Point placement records
** Start **
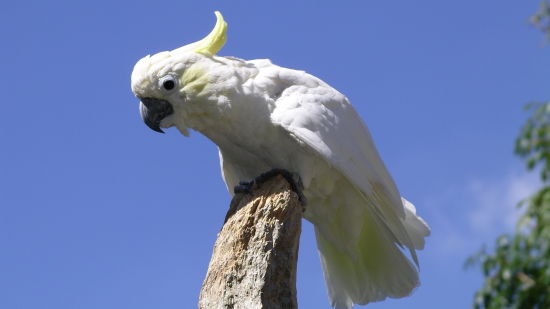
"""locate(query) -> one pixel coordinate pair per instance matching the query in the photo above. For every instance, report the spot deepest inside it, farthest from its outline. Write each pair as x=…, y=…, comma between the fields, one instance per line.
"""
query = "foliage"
x=517, y=274
x=541, y=19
** End **
• **SET EXERCISE**
Rewrite the listing with every "instance" changed to "object" and nothing else altered. Leave the pictures out of your answer.

• **COMPLETED EXERCISE**
"""locate(query) -> one pixel coordinate pair per object matching the query in the photo above. For every object, report the spot deepest inside it, farthest from its outline. Write each pair as x=…, y=…, comma between the fields, one object per line.
"""
query = "foliage"
x=517, y=274
x=541, y=19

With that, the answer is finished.